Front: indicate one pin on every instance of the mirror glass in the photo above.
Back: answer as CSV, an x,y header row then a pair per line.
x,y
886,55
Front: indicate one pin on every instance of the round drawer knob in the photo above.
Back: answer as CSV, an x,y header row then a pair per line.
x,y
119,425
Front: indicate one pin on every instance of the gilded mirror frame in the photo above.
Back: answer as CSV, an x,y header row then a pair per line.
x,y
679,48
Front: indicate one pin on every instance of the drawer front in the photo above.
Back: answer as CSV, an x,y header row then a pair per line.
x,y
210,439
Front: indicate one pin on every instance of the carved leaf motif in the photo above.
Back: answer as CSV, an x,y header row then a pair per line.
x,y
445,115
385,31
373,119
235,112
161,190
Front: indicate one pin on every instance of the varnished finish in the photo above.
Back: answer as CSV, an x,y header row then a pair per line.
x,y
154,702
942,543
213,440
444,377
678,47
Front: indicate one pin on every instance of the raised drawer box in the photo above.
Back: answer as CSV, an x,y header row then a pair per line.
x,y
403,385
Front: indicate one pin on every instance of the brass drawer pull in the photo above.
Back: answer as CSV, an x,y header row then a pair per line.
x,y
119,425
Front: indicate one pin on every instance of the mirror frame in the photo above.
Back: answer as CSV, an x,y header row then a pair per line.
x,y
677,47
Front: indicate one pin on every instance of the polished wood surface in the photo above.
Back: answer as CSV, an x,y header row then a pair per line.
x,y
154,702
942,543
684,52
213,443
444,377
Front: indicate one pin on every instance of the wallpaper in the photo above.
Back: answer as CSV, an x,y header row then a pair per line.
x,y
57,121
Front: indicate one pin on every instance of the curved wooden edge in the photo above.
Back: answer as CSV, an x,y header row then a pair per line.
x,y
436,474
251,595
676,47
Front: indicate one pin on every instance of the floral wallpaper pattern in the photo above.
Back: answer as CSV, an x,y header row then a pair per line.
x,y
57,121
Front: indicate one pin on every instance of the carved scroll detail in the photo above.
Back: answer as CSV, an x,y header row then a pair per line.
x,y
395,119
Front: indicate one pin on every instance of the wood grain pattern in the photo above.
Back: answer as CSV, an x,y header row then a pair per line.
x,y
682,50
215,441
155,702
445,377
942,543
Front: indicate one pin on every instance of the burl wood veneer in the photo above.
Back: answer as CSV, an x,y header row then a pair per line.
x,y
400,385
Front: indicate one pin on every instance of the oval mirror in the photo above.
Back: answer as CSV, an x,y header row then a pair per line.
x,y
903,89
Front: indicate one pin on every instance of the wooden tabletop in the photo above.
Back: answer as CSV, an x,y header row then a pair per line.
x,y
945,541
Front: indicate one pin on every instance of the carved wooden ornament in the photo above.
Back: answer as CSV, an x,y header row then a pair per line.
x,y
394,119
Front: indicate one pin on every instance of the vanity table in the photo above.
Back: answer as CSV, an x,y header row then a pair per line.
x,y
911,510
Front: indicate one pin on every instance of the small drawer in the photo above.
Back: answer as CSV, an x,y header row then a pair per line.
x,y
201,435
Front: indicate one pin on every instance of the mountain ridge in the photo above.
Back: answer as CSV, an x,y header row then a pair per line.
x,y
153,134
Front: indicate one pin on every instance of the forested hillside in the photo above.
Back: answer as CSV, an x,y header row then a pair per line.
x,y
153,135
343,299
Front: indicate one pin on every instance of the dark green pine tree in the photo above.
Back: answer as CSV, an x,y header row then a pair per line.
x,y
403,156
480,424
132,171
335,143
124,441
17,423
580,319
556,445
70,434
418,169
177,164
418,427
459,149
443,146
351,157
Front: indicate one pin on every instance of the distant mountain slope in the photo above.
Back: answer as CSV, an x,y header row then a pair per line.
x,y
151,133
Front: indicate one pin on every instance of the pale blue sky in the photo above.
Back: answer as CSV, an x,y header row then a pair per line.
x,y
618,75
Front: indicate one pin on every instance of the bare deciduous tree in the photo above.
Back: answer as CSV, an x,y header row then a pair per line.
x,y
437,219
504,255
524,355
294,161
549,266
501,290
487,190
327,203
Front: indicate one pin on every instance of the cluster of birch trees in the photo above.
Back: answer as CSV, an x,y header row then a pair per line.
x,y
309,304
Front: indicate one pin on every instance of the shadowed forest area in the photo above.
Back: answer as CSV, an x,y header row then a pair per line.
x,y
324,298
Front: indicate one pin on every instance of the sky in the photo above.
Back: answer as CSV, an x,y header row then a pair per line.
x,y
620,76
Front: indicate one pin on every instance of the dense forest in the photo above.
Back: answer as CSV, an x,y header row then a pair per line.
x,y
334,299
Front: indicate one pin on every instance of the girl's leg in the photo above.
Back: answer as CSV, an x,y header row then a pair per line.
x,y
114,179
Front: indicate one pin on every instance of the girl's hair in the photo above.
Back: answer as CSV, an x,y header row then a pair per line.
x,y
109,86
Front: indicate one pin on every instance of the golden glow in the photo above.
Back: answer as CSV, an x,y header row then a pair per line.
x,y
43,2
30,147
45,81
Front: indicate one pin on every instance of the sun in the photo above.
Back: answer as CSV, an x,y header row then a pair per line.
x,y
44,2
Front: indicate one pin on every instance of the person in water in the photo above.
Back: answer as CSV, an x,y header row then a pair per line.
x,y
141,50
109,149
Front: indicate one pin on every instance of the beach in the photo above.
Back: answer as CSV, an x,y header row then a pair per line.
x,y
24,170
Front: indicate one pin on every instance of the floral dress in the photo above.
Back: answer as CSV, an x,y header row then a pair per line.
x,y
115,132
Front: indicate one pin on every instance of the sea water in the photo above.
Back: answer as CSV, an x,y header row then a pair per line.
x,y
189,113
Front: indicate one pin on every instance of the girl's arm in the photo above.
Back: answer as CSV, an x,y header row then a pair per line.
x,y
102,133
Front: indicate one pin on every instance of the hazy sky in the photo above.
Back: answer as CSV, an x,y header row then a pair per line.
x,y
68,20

□ □ □ □ □ □ □

INSTRUCTION = Can you reproduce all the records above with "header row" changed to "title row" and every other word left untouched?

RESULT OF THE EXERCISE =
Front: indicate one pin on every instance of the mirror glass in the photo above.
Back: answer as CSV, an x,y title row then a pair per line.
x,y
886,55
Front: indicate one pin on every instance of the round drawer knob in the photo above.
Back: answer as CSV, an x,y title row then a pair per line.
x,y
119,425
Front: indicate one pin on every instance of the gilded mirror frame in the photo above.
Back: answer as CSV, an x,y title row then a pair per line.
x,y
679,48
Front: indicate one pin on every instance of the drawer front in the photo above.
Back: answer as CSV, an x,y title row then a pair per line.
x,y
210,439
Front: indicate one pin on every instance of the carved leaf motif in the photo above.
Back: answer as CSV, an x,y title row then a pair per line.
x,y
445,115
385,31
373,119
235,112
161,190
Front: indicate one pin on every instance of the varnished finish in the photo above.
Back: answer as CSV, an x,y title row then a pair per line.
x,y
154,702
942,543
213,440
444,377
678,47
Front: indicate one pin on every instance of the raised drawer box in the photo above.
Back: answer as CSV, an x,y title row then a pair per line.
x,y
403,385
Front: indicate one pin on every instance of the brass drawer pull in the photo above.
Back: answer as CSV, an x,y title row then a pair per line.
x,y
119,425
Front: indicate one pin on every instance of the mirror frame in the photo above.
Back: answer as CSV, an x,y title row then a pair per line.
x,y
677,47
Front: indicate one pin on every instance of the polished wood surface in the photo above.
Back: answer as CSV, an x,y title row then a pair per line.
x,y
154,702
942,543
684,52
213,443
444,377
Front: indicate one pin on every instance of the wallpaper in the photo above.
Back: answer as CSV, an x,y title row then a pair per line.
x,y
57,121
Front: indicate one pin on every instance of the curved wooden edge in the photo above.
Back: answer as CSV, an x,y title row then a pair per line.
x,y
436,474
251,595
676,47
Front: indicate one pin on every instance of the floral wallpaper pattern in the photo above.
Back: answer as CSV, an x,y title row then a pair per line.
x,y
57,121
Front: indicate one pin on every instance of the carved scroll detail in the photo above.
Back: answer as CSV, an x,y title row then a pair per line.
x,y
395,119
Front: indicate one pin on every instance of the wood grain pattern in the photo above.
Back: answer as CSV, an x,y title row then a pair per line.
x,y
682,50
215,441
155,702
445,377
942,543
Front: indicate one pin on every instance of the burl wood veneer in the photo above.
Back: answer as CSV, an x,y title row then a pair per line.
x,y
400,385
Front: indicate one pin on every instance of the oval mirror in the photo above.
Back: answer as CSV, an x,y title row then a pair per line.
x,y
903,89
Front: indicate one pin on every instance of the wooden tabletop in the photo above.
Back: answer as CSV, an x,y title row then a pair per line.
x,y
945,541
Front: indicate one pin on every instance of the carved wooden ornament in the photo above.
Back: answer as CSV, an x,y title row then a pair per line.
x,y
394,119
Front: indicate one pin on every instance of the vanity table in the photo above.
Back: answer as CSV, an x,y title row then a pair per line.
x,y
911,510
Front: indicate one pin on every instance of the small drawer in the photo above.
Back: answer as CSV, an x,y title row then a pair per line.
x,y
201,435
Front: indicate one pin on every instance of the mountain ridge in the photo above.
Back: answer as CSV, an x,y title row then a pair per line.
x,y
153,134
Front: indicate one pin on every instance of the forested hillside in the photo above.
Back: answer as CSV, an x,y title row then a pair per line.
x,y
153,135
343,299
Front: indicate one pin on every instance of the dark green pine tree in the photo above.
Back: answer as CSV, an x,y title row then a pair per line.
x,y
403,156
480,424
132,171
335,143
124,441
17,423
580,319
556,445
70,434
418,169
177,164
418,427
459,149
443,146
351,157
Front: indicate one pin on every instance of the distant mountain slope in the photo above.
Back: answer as CSV, an x,y title row then a pair per line.
x,y
151,133
Front: indicate one pin on every instance of the pale blue sky in the photo above.
Back: answer as CSV, an x,y title row then a pair per line.
x,y
618,75
Front: indicate one pin on every instance of the bare deciduous tree in the photo above.
Back: answer as CSV, an x,y title row then a pair per line.
x,y
437,219
504,255
524,355
294,161
549,266
501,290
487,190
327,203
Front: indicate one pin on every instance of the cluster of birch trees in the photo above.
Back: answer as CSV, an x,y title row then a pair per line.
x,y
309,304
Front: indicate one pin on every instance of the shadowed forest area in the photo above.
Back: answer as CSV, an x,y title row then a pair per line.
x,y
324,298
Front: indicate one pin on every instance of the sky in the photo above.
Back: answer as CSV, an x,y title row then a pair per line.
x,y
620,76
Front: indicate one pin on every instance of the dense forest in the photo above.
Back: answer as CSV, an x,y title row then a pair per line.
x,y
334,299
Front: indicate one pin on every instance of the girl's leg in the photo above.
Back: answer as CSV, an x,y title row then a pair per line.
x,y
114,179
Front: indicate one pin on every instance of the girl's hair in the photo above.
Back: answer as CSV, an x,y title row then a pair per line.
x,y
109,86
Front: indicate one pin on every instance of the golden glow in the photo above.
Back: answer as CSV, an x,y title row then a pair per line.
x,y
43,2
30,147
45,81
Front: indicate one pin on every instance of the sun in the photo above.
Back: answer as CSV, an x,y title row then a pair per line.
x,y
44,2
Front: indicate one pin on every instance of the person in water in the photo above.
Back: answer as CSV, an x,y title row then a pair per line.
x,y
141,50
109,149
Front: indicate one pin on every instance of the beach in the photo above.
Back: answer as CSV, an x,y title row then a pair per line.
x,y
24,170
Front: indicate one pin on every instance of the floral dress in the photo above.
Back: answer as CSV, an x,y title row then a pair per line.
x,y
115,132
Front: indicate one pin on every instance of the sea water in the photo above.
Back: answer as CSV, an x,y title row then a pair per line.
x,y
189,113
Front: indicate one pin on every instance of the girl's arm in the photo above.
Back: answer as CSV, an x,y title row then a pair per line.
x,y
102,133
Front: indicate one pin on every instance of the hazy sky in the photo above.
Back: answer as CSV, an x,y title row then a pair per line.
x,y
68,20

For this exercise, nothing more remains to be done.